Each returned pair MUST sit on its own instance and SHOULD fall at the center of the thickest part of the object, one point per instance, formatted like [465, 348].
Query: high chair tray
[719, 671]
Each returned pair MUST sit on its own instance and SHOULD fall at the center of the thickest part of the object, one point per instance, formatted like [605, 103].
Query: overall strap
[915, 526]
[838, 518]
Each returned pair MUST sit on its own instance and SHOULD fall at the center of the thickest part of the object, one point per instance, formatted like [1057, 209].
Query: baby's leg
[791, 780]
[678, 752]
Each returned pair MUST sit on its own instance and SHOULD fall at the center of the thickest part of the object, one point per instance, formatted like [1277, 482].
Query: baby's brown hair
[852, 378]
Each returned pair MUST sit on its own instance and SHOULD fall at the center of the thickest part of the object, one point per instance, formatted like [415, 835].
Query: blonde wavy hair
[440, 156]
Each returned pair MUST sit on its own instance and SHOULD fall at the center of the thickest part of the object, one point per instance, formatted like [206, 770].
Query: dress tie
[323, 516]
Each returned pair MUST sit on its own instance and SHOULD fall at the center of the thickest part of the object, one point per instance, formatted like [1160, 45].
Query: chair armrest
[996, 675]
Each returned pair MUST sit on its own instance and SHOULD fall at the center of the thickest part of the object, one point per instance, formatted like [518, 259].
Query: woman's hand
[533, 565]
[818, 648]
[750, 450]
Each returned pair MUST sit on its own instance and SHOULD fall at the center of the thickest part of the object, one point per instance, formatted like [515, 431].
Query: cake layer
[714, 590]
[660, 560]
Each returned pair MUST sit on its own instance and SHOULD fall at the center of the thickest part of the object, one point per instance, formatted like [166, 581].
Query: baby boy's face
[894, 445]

:::

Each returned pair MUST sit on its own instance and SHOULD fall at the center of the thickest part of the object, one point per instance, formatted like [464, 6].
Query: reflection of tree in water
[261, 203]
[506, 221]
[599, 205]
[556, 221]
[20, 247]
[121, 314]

:::

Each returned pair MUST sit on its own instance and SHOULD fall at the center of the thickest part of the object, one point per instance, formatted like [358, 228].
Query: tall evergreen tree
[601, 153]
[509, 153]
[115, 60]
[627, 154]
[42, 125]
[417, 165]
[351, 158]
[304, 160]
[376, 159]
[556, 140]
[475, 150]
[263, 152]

:::

▶ _Given exercise_
Please tally the lines of the records above that contain the word "Query", with case counting, and give only the number.

▶ _Finished task_
12